→ **TEXT**
══════

I couldn't let the week pass without a quick quiz.
Which one of the four red tablets in the picture is medicine? The mystery pill is Coricidin HPB, an over-the-counter cold remedy, if that helps. The candies are M&M's and a Skittle. Pull the slider to the right for the answer.
If you didn't get it right, don't feel bad.
A precocious Ohio girl asked 30 kindergartners and 30 teachers at the Ayer Elementary School outside Cincinnati to identify the candy and the medicine in 20 matched pairs — including Coricidin and an M&M — supplied by the local poison control center. Teachers were wrong 22 percent of the time. Kindergartners got the wrong answers 29 percent of the time.
On the Coricidin-M&M challenge, one of the tougher pairs, the volunteers were wrong 43 percent of the time.
Casey Gittleman, a seventh-grader who happens to be the daughter of two doctors, and her friend Eleanor Bishop, conducted the study. "I was surprised that adults and kids had around the same score," she tells Shots. "I expected the adults to do a lot better than the kids."
That's Casey in the picture presenting the findings at the annual meeting of the American Academy of Pediatrics in Boston earlier this week. "I was a little nervous," she says. "But once I was up there I presented it how I practiced."
Casey's parents are both emergency room doctors, so the study, which she did for a sixth-grade science fair project, seemed like a natural. She's used to hearing them talk over dinner about medical cases, including kids' mistakenly gobbling down medicine.
Her father, Dr. Mike Gittelman, who works at Cincinnati Children's Hospital Medical Center, helped out and watched her anxiously in Boston. "I typically don't get very nervous when I present my research," he says. "And I was very nervous when she presented. She was great. She knew it cold."
Casey would like to be a doctor or a lawyer when she grows up. And her project has gotten a lot of media attention.
Her father says there's a good reason, beyond his daughter's involvement, to pay attention to the findings. Unintentional ingestions of medicine are the top cause of hospitalization due to injury at Cincinnati Children's, he says.
Colleagues at the hospital recently published a paper that documents a rising number of pharmaceutical poisonings of kids, usually when they mistakenly consume the medicines. Narcotic painkillers, sleeping pills and diabetes pills are among the drugs that pose high risks.
"Even small amounts of medicine can cause overdose-type problems" in children, Dr. Gittelman says. One way to prevent the accidents is to keep medicines locked up.

══════

→ **TASK**
Copy the article above about telling candy from medicine word for word, from start to finish.

[Stored data entries]
══════

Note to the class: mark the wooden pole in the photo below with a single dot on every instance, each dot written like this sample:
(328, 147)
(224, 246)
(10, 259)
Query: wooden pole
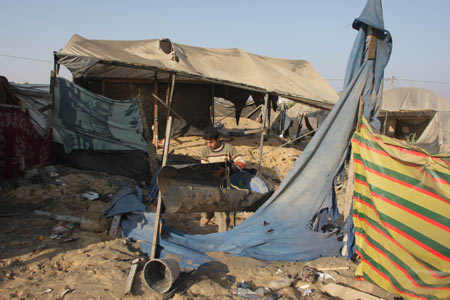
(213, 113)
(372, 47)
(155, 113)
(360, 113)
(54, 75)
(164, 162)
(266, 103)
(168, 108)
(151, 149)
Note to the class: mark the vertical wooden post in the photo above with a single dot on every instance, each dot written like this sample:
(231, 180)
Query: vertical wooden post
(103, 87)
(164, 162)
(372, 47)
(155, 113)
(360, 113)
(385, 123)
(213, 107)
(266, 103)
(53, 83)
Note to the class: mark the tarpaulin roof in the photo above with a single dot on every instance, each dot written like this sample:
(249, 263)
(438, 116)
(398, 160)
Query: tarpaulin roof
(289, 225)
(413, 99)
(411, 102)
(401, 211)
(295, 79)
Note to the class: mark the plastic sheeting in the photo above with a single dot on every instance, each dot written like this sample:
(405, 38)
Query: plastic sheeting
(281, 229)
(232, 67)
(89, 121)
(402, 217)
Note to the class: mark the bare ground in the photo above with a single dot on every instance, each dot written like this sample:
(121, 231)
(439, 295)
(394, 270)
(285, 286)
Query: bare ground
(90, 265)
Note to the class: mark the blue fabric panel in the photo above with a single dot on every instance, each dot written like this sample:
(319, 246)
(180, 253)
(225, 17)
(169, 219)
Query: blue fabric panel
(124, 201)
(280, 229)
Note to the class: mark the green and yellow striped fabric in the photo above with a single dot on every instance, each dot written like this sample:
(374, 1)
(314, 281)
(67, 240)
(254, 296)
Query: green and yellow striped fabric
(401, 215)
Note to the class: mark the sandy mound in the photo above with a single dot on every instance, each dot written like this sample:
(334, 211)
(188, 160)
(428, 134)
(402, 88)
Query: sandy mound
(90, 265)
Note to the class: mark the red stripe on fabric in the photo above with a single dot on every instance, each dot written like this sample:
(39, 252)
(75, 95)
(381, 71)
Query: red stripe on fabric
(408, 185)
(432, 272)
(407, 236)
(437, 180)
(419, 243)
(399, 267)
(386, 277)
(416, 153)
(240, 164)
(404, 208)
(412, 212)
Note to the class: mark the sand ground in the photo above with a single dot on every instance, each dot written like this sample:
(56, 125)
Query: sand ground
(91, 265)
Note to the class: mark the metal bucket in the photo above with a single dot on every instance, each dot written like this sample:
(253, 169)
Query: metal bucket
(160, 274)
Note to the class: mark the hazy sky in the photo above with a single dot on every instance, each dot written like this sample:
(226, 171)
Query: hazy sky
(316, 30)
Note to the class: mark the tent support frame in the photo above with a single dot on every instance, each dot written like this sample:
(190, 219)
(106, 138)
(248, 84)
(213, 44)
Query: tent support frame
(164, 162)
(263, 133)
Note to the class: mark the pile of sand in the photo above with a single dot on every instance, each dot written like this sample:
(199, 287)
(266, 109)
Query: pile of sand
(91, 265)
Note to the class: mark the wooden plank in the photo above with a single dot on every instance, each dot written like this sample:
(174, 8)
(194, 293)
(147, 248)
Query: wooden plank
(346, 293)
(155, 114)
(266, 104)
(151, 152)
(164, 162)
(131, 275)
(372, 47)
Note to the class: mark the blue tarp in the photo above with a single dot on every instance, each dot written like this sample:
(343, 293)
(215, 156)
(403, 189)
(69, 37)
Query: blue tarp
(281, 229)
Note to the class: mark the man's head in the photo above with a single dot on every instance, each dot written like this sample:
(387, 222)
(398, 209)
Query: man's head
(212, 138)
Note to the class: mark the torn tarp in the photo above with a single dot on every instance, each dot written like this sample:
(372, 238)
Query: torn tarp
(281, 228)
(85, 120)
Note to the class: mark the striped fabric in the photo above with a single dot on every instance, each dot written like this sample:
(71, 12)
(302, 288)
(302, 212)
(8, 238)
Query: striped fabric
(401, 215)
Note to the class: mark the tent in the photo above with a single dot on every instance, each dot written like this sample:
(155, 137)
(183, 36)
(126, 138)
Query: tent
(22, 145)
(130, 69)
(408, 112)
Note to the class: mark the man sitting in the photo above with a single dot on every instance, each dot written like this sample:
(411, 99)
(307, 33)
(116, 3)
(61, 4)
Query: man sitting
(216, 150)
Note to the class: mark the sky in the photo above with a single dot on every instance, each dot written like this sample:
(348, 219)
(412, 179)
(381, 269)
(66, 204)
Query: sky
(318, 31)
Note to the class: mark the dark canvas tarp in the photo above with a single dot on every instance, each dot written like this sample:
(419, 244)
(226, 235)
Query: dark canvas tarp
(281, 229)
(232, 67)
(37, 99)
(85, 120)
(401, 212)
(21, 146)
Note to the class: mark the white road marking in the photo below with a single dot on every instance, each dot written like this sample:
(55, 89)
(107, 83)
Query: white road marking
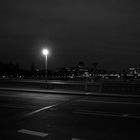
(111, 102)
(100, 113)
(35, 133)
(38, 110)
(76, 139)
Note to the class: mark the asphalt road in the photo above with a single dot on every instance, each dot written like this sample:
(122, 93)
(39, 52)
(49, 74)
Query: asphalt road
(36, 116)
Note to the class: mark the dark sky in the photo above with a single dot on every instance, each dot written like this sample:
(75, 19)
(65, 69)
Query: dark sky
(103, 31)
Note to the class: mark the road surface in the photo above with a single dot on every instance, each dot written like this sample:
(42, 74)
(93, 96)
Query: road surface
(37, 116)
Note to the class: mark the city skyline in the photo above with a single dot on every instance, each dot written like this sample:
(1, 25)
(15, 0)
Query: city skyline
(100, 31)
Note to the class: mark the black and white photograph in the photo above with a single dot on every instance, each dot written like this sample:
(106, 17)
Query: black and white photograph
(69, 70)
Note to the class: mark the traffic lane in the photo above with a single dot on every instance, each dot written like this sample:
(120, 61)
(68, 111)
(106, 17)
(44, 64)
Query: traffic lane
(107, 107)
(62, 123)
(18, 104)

══════

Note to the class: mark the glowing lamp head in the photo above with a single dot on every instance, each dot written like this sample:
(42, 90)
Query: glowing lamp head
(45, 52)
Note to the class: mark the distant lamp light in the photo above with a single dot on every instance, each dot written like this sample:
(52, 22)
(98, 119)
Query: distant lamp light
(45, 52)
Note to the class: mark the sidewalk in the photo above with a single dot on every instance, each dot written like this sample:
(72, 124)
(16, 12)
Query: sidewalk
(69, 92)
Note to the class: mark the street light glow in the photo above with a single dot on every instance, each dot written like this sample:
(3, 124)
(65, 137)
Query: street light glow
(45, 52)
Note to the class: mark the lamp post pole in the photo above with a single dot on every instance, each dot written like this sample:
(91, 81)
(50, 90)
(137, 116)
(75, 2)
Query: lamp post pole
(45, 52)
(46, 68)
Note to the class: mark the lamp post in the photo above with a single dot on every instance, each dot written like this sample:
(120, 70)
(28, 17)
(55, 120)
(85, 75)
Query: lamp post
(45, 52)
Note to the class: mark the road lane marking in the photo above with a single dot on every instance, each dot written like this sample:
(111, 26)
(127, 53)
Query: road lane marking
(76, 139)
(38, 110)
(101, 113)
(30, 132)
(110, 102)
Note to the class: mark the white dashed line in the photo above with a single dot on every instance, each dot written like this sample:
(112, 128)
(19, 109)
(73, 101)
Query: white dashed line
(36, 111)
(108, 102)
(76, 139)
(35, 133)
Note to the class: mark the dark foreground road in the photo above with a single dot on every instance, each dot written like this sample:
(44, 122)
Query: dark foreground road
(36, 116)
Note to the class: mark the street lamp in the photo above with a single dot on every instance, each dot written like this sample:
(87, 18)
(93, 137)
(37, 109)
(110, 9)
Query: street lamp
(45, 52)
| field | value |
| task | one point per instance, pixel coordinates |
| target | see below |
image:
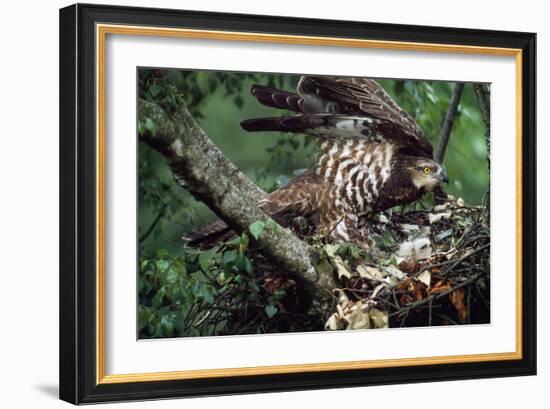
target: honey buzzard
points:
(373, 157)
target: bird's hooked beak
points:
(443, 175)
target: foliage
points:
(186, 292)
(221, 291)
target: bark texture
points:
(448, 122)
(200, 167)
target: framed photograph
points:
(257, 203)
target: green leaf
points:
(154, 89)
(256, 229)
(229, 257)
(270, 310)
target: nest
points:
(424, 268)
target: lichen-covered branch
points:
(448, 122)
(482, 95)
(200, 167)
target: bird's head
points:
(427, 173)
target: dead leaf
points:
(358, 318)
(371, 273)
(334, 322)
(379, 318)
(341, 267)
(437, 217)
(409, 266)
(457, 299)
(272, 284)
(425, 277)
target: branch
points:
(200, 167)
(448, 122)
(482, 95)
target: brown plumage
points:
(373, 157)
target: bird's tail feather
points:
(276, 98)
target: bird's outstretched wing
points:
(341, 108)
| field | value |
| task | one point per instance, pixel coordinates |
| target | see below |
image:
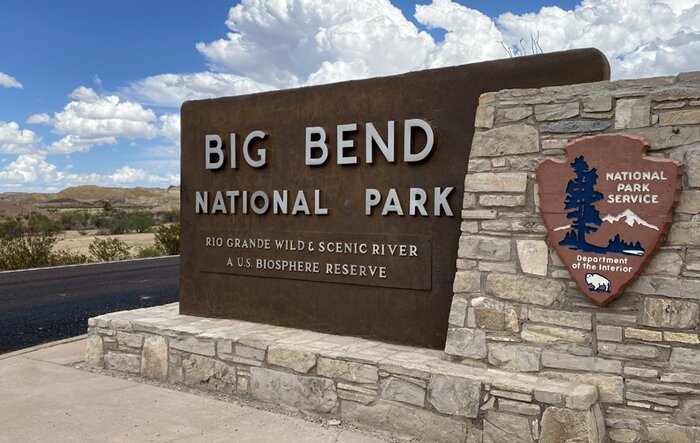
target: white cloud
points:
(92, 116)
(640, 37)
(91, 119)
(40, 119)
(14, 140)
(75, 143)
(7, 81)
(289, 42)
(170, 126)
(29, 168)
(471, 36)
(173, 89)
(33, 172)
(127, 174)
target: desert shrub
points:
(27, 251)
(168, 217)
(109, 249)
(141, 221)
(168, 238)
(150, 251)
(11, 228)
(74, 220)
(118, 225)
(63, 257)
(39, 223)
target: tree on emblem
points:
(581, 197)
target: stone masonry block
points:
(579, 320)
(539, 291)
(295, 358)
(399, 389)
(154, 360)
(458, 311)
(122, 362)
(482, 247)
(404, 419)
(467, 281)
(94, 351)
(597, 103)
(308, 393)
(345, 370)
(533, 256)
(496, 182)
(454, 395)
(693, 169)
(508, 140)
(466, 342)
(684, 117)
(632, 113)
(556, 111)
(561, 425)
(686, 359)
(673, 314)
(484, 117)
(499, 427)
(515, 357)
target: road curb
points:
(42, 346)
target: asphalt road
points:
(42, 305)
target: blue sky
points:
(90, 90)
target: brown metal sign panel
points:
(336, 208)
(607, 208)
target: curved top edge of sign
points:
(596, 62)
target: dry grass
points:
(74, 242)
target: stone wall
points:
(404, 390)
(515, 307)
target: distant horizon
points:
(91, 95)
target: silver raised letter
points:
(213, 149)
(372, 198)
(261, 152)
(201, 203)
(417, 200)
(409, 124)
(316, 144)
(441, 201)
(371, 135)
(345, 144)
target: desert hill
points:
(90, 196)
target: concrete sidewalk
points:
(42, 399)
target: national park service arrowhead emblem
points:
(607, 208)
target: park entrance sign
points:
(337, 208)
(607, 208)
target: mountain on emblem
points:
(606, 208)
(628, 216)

══════

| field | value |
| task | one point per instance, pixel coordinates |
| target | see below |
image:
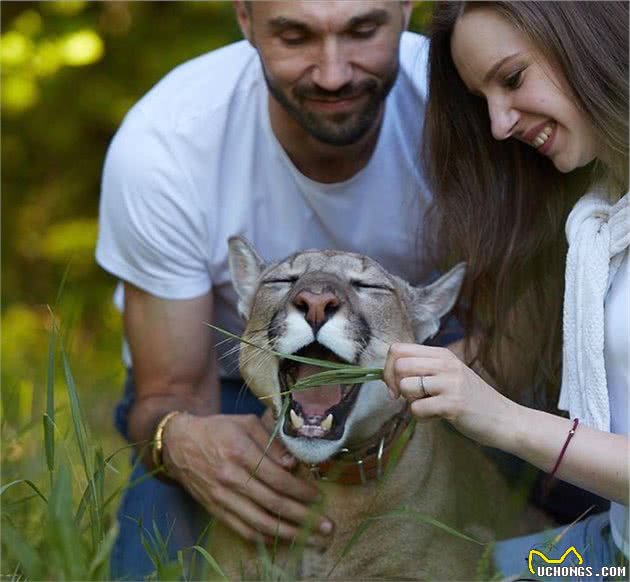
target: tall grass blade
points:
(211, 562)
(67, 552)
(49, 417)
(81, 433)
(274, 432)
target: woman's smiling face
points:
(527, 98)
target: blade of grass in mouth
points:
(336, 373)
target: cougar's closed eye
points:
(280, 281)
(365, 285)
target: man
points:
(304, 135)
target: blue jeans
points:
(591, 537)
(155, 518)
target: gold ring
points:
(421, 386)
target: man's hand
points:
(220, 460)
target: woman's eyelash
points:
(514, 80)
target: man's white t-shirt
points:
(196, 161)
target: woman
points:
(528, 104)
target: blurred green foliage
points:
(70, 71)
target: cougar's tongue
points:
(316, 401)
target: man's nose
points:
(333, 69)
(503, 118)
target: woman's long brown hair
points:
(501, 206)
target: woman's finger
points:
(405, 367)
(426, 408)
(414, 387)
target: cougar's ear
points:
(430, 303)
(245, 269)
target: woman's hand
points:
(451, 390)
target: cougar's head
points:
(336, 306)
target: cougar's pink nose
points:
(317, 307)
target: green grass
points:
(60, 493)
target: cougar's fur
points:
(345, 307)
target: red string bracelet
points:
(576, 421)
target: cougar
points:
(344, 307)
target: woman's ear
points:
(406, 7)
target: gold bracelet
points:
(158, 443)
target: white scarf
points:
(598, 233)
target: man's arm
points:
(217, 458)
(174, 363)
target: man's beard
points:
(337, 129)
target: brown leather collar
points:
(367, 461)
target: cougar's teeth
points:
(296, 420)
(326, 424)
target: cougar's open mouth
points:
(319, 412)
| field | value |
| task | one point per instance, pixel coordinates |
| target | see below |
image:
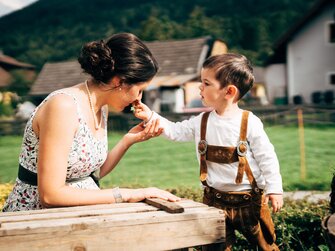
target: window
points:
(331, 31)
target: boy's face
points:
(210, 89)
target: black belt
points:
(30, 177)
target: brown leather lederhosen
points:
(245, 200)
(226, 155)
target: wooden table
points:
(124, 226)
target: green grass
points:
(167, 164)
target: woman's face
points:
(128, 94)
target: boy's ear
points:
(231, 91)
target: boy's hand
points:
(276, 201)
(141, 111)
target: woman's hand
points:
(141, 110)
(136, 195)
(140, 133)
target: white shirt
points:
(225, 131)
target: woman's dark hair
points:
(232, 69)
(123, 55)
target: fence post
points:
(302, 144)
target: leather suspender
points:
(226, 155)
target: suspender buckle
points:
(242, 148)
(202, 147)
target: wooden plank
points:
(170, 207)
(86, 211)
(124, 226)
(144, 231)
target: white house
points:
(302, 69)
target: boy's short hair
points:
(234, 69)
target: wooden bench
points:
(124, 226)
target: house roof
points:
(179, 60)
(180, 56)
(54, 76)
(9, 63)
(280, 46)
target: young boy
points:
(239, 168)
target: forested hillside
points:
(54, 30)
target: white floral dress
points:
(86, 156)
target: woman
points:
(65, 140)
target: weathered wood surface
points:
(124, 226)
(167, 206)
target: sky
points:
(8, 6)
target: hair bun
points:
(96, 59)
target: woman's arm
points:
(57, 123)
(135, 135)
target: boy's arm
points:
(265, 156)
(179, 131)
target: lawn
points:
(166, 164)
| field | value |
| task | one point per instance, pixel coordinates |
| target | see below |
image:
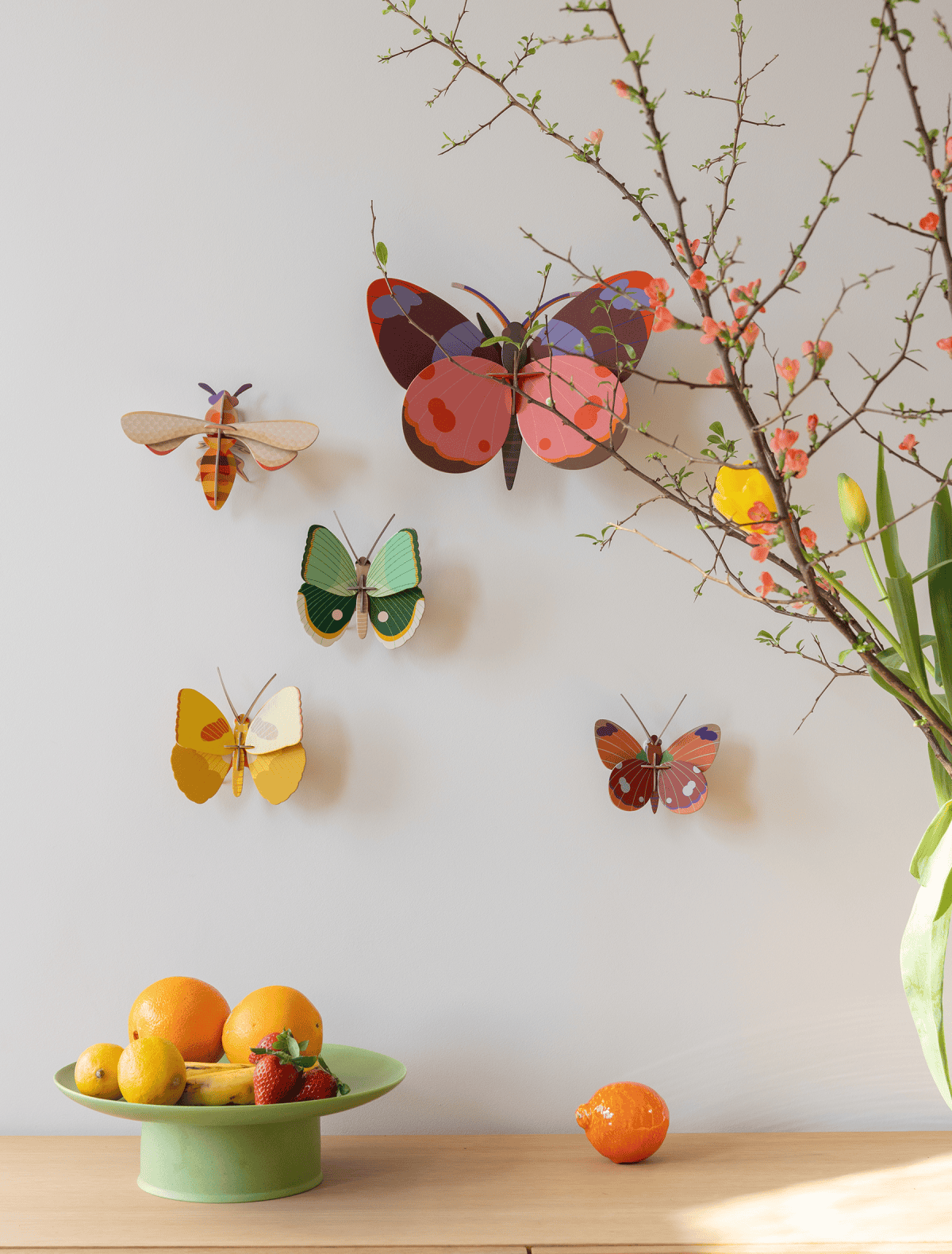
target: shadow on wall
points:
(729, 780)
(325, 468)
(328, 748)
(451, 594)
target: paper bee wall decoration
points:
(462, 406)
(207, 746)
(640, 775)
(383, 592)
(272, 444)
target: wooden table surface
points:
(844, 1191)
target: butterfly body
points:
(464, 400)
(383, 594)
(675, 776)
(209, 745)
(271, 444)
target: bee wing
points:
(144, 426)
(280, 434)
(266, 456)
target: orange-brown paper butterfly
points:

══════

→ **RESULT FOR THIS TASK**
I couldn't let the week pass without a quick quiz.
Which one of the four red tablets in the picture is medicine? The mystery pill is Coricidin HPB, an over-the-counter cold remedy, if that helps. The candies are M&M's and a Skittle. Pull the slider to the right for the answer.
If you didn't get it right, don't feel bad.
A precocious Ohio girl asked 30 kindergartners and 30 teachers at the Ayer Elementary School outside Cincinnati to identify the candy and the medicine in 20 matched pairs — including Coricidin and an M&M — supplied by the local poison control center. Teachers were wrong 22 percent of the time. Kindergartners got the wrong answers 29 percent of the time.
On the Coricidin-M&M challenge, one of the tougher pairs, the volunteers were wrong 43 percent of the time.
Casey Gittleman, a seventh-grader who happens to be the daughter of two doctors, and her friend Eleanor Bishop, conducted the study. "I was surprised that adults and kids had around the same score," she tells Shots. "I expected the adults to do a lot better than the kids."
That's Casey in the picture presenting the findings at the annual meeting of the American Academy of Pediatrics in Boston earlier this week. "I was a little nervous," she says. "But once I was up there I presented it how I practiced."
Casey's parents are both emergency room doctors, so the study, which she did for a sixth-grade science fair project, seemed like a natural. She's used to hearing them talk over dinner about medical cases, including kids' mistakenly gobbling down medicine.
Her father, Dr. Mike Gittelman, who works at Cincinnati Children's Hospital Medical Center, helped out and watched her anxiously in Boston. "I typically don't get very nervous when I present my research," he says. "And I was very nervous when she presented. She was great. She knew it cold."
Casey would like to be a doctor or a lawyer when she grows up. And her project has gotten a lot of media attention.
Her father says there's a good reason, beyond his daughter's involvement, to pay attention to the findings. Unintentional ingestions of medicine are the top cause of hospitalization due to injury at Cincinnati Children's, he says.
Colleagues at the hospital recently published a paper that documents a rising number of pharmaceutical poisonings of kids, usually when they mistakenly consume the medicines. Narcotic painkillers, sleeping pills and diabetes pills are among the drugs that pose high risks.
"Even small amounts of medicine can cause overdose-type problems" in children, Dr. Gittelman says. One way to prevent the accidents is to keep medicines locked up.